Extracted data:
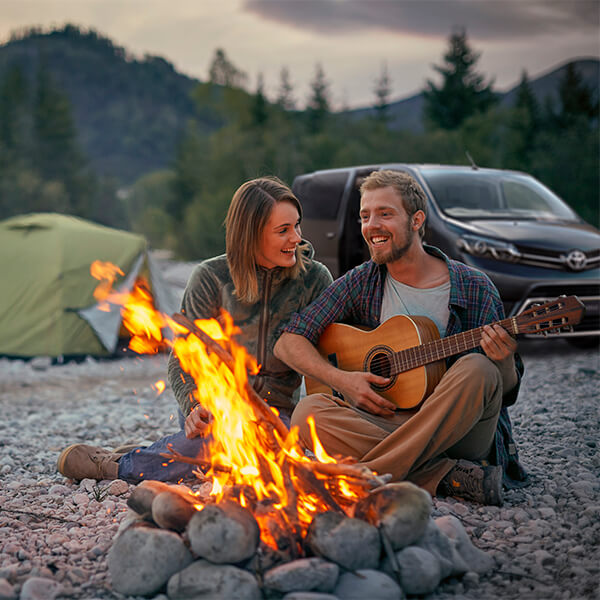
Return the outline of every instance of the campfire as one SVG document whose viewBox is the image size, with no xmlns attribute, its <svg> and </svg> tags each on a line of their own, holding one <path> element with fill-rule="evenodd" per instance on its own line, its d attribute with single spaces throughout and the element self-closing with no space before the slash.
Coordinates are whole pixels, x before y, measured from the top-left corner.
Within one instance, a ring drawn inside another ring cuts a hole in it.
<svg viewBox="0 0 600 600">
<path fill-rule="evenodd" d="M 187 486 L 146 481 L 129 498 L 136 513 L 169 533 L 184 535 L 185 552 L 191 549 L 213 565 L 247 561 L 263 581 L 278 564 L 317 560 L 307 556 L 334 560 L 335 577 L 328 575 L 334 583 L 339 567 L 375 569 L 382 554 L 387 556 L 390 574 L 400 577 L 396 552 L 421 538 L 431 521 L 431 498 L 425 491 L 410 483 L 384 486 L 387 476 L 329 456 L 314 422 L 309 423 L 312 448 L 307 456 L 297 429 L 288 430 L 277 410 L 249 384 L 248 373 L 257 373 L 260 365 L 236 343 L 238 330 L 226 312 L 219 320 L 195 322 L 182 314 L 168 316 L 155 310 L 143 279 L 123 294 L 112 289 L 117 267 L 96 262 L 91 271 L 100 280 L 96 298 L 102 306 L 120 307 L 131 336 L 130 348 L 139 353 L 171 349 L 196 382 L 194 400 L 213 416 L 206 454 L 189 458 L 171 450 L 165 456 L 165 461 L 197 465 L 198 481 L 209 482 L 210 493 L 200 496 Z M 187 566 L 185 552 L 185 560 L 166 578 L 173 579 L 176 571 Z M 112 560 L 113 585 L 119 581 L 124 560 Z M 194 564 L 199 562 L 204 561 Z M 321 567 L 312 564 L 311 569 Z M 196 568 L 200 567 L 196 564 Z M 187 584 L 180 581 L 180 585 Z M 329 584 L 294 589 L 326 588 L 333 589 Z M 119 591 L 142 593 L 127 585 L 120 585 Z M 143 593 L 148 589 L 143 588 Z"/>
</svg>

What this task involves: Only the lines from the first line of the data above through the line with "Coordinates are whole" should appear in the answer, retyped exactly, with every picture left out.

Task response:
Return the outline of every instance of the campfire as one SVG document whose viewBox is the image size, with no xmlns attribute, its <svg> and </svg> tags each on a line of their own, holding one <path> element with fill-rule="evenodd" per instance on its own line, its d attribute with single spaces throughout and the element self-closing with no space before the slash.
Coordinates are whole pixels, x before y, measured from the top-left corner.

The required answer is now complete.